#### Information provided ####

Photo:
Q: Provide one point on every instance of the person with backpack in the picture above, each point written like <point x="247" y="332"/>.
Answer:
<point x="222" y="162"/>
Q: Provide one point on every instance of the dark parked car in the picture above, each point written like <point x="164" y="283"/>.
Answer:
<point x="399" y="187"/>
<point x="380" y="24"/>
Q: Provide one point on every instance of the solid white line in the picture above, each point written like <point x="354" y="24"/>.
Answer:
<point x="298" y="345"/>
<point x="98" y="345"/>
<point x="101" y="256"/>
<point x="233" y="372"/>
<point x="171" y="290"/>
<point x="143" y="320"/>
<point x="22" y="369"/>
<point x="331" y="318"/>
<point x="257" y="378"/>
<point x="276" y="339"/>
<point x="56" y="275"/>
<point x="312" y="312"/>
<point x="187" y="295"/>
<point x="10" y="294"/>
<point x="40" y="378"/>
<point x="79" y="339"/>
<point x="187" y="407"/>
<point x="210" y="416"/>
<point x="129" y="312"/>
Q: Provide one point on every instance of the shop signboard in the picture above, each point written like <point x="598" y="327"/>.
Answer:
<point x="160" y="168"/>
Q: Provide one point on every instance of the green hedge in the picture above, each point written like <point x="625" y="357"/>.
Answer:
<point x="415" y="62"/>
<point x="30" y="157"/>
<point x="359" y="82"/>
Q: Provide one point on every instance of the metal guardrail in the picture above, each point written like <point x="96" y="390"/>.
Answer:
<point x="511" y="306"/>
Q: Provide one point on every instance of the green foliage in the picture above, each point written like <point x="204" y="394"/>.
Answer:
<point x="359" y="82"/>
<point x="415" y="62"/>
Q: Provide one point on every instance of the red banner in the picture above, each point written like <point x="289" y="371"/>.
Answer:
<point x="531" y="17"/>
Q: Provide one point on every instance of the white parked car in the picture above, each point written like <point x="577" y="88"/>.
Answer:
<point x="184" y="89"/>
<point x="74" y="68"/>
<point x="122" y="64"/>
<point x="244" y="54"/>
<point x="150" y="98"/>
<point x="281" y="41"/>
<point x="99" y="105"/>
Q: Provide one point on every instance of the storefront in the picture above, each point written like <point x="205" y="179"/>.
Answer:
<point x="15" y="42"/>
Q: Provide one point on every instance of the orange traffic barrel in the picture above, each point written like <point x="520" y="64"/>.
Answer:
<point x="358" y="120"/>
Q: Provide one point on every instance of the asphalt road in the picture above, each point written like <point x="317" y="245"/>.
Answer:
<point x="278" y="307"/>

####

• [Required work] All entries should be restated word for word.

• [Task solution]
Photo:
Q: Provide one point on every instance of the person with backpack in the picture above, each point written like <point x="247" y="332"/>.
Answer:
<point x="222" y="162"/>
Q: Provide one point on every instance of the dark parked car in the picture above, each point written like <point x="164" y="283"/>.
Answer:
<point x="399" y="187"/>
<point x="380" y="24"/>
Q: Provide one point on every instance of the solid white line in the picture above, each point written like <point x="354" y="24"/>.
Answer:
<point x="298" y="345"/>
<point x="98" y="345"/>
<point x="101" y="256"/>
<point x="233" y="372"/>
<point x="171" y="290"/>
<point x="143" y="320"/>
<point x="22" y="369"/>
<point x="331" y="318"/>
<point x="257" y="378"/>
<point x="276" y="339"/>
<point x="56" y="275"/>
<point x="312" y="312"/>
<point x="187" y="295"/>
<point x="10" y="294"/>
<point x="40" y="378"/>
<point x="79" y="339"/>
<point x="187" y="407"/>
<point x="210" y="416"/>
<point x="129" y="312"/>
Q: Provide one point on every instance of the shop signboard in the picture above, each point written like <point x="598" y="327"/>.
Answer:
<point x="160" y="168"/>
Q: Provide one point on every instance of the green hedge in the picture above, each point written like <point x="625" y="357"/>.
Answer:
<point x="415" y="62"/>
<point x="30" y="157"/>
<point x="359" y="82"/>
Q: Provide one point on every instance of the metal guardrail in the picture above, each point written like <point x="96" y="390"/>.
Answer:
<point x="511" y="306"/>
Q: Provide one point on every instance of the green foliage in the picture above, each point written like <point x="204" y="394"/>.
Answer:
<point x="359" y="82"/>
<point x="415" y="62"/>
Q: Provide one point on every instance of the red banner in the picture above, each point written like <point x="289" y="371"/>.
Answer:
<point x="531" y="17"/>
Q: Provide one point on every instance of the white parked car in the picture above, each point written like <point x="577" y="88"/>.
Answer:
<point x="184" y="89"/>
<point x="74" y="68"/>
<point x="122" y="64"/>
<point x="244" y="54"/>
<point x="150" y="98"/>
<point x="281" y="41"/>
<point x="99" y="105"/>
Q: Provide one point on every instance of the storefront in the picture above, each point written like <point x="205" y="179"/>.
Answer:
<point x="15" y="42"/>
Q: Provide one point on every instance of the orange traffic barrel in the picture above, each point written like <point x="520" y="64"/>.
Answer:
<point x="358" y="120"/>
Q: Provide one point on every instance of the asphalt road in the picture above, each point written like <point x="317" y="245"/>.
Answer:
<point x="278" y="307"/>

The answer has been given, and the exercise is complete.